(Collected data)
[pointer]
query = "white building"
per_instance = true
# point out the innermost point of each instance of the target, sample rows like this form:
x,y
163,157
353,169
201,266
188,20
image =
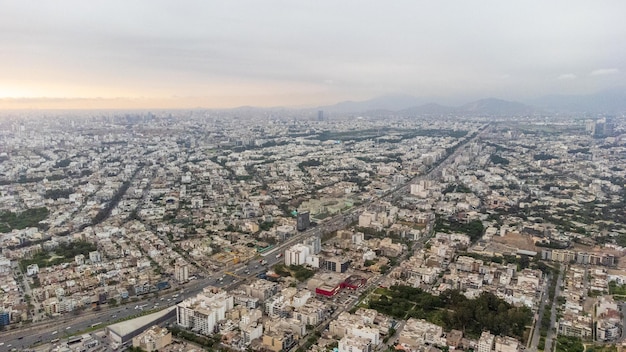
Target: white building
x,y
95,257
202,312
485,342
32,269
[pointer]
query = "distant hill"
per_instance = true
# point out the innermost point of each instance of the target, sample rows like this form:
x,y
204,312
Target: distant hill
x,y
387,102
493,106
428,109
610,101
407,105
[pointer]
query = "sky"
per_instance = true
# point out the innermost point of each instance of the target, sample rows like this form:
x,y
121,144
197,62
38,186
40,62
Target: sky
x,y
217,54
...
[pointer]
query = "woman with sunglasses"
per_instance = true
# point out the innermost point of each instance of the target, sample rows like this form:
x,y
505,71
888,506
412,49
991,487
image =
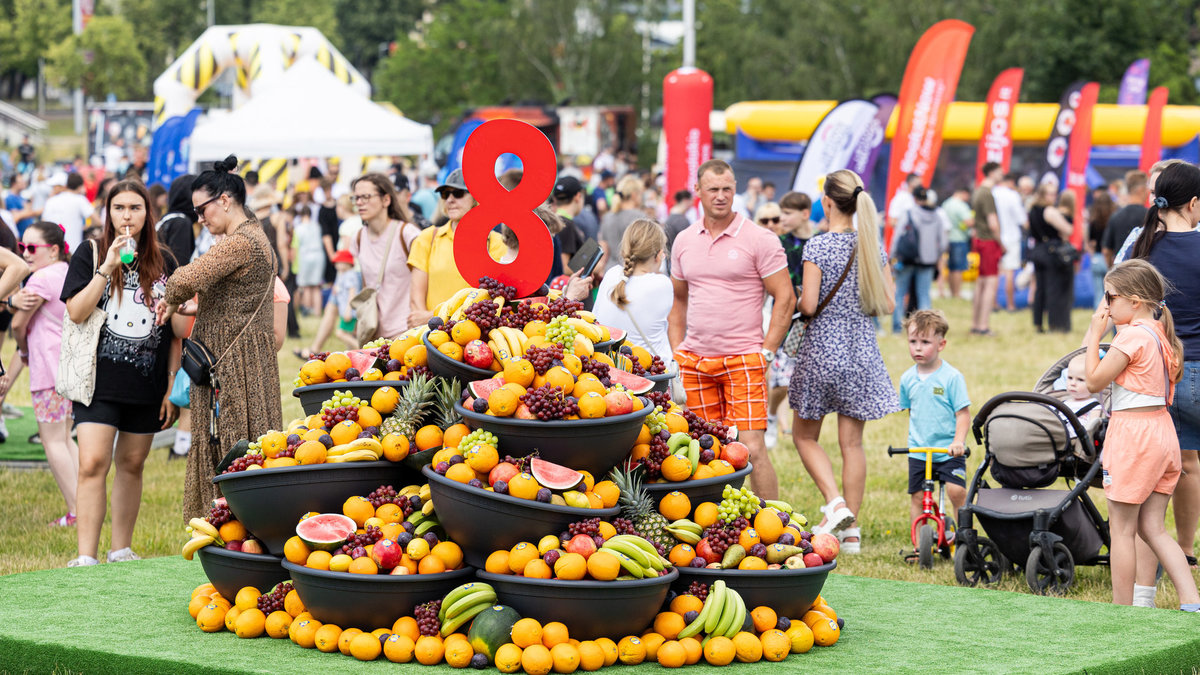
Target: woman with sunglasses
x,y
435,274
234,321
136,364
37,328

**PROBLEM TO SOLVE**:
The lines to return are those in the records above that hold the word "query".

**OUTPUT BELOW**:
query = "white building"
query = "distant hill"
query = "sky"
query = "woman with sunglasses"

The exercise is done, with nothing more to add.